__Stated task__:
Please list every line of the listing below that contains the word "moth", copying each such line in full.

__Input for this task__:
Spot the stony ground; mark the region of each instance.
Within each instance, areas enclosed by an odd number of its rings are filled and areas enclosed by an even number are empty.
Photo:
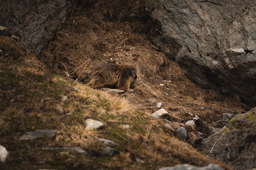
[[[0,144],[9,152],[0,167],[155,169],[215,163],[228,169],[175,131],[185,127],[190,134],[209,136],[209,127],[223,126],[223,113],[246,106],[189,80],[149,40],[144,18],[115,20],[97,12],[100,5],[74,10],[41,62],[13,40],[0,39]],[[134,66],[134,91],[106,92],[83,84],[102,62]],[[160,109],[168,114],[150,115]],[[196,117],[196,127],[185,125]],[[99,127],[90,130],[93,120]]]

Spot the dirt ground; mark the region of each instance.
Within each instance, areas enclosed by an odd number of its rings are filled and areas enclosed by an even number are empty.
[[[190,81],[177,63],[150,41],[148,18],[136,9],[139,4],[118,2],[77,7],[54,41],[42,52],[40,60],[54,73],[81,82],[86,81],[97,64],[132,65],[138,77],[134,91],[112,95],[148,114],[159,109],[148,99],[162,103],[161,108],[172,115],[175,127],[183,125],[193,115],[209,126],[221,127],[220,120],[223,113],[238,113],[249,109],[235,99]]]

==

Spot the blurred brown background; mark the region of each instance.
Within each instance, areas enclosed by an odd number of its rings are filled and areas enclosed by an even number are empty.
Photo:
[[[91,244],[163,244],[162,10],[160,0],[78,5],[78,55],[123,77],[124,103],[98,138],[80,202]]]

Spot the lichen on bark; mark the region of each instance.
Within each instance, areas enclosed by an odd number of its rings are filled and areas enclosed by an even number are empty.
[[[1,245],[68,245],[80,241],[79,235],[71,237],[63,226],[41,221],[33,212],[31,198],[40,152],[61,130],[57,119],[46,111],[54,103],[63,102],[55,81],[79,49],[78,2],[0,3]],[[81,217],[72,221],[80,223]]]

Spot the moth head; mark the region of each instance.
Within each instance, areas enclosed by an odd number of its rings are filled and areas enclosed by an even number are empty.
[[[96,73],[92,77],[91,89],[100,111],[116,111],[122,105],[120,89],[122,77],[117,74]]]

---

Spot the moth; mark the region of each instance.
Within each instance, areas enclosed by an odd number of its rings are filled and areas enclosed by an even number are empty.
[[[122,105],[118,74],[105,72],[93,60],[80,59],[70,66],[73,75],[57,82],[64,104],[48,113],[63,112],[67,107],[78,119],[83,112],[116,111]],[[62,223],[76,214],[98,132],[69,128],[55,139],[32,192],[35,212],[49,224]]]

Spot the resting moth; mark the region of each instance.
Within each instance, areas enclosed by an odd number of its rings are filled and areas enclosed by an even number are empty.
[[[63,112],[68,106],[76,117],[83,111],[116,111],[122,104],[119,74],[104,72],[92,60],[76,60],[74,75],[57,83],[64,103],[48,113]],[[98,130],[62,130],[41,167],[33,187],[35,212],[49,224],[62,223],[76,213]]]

__Solution__:
Spot the moth head; mark the region of each instance.
Spot the moth; mark the region of each instance.
Spot the resting moth; mark the region of each instance.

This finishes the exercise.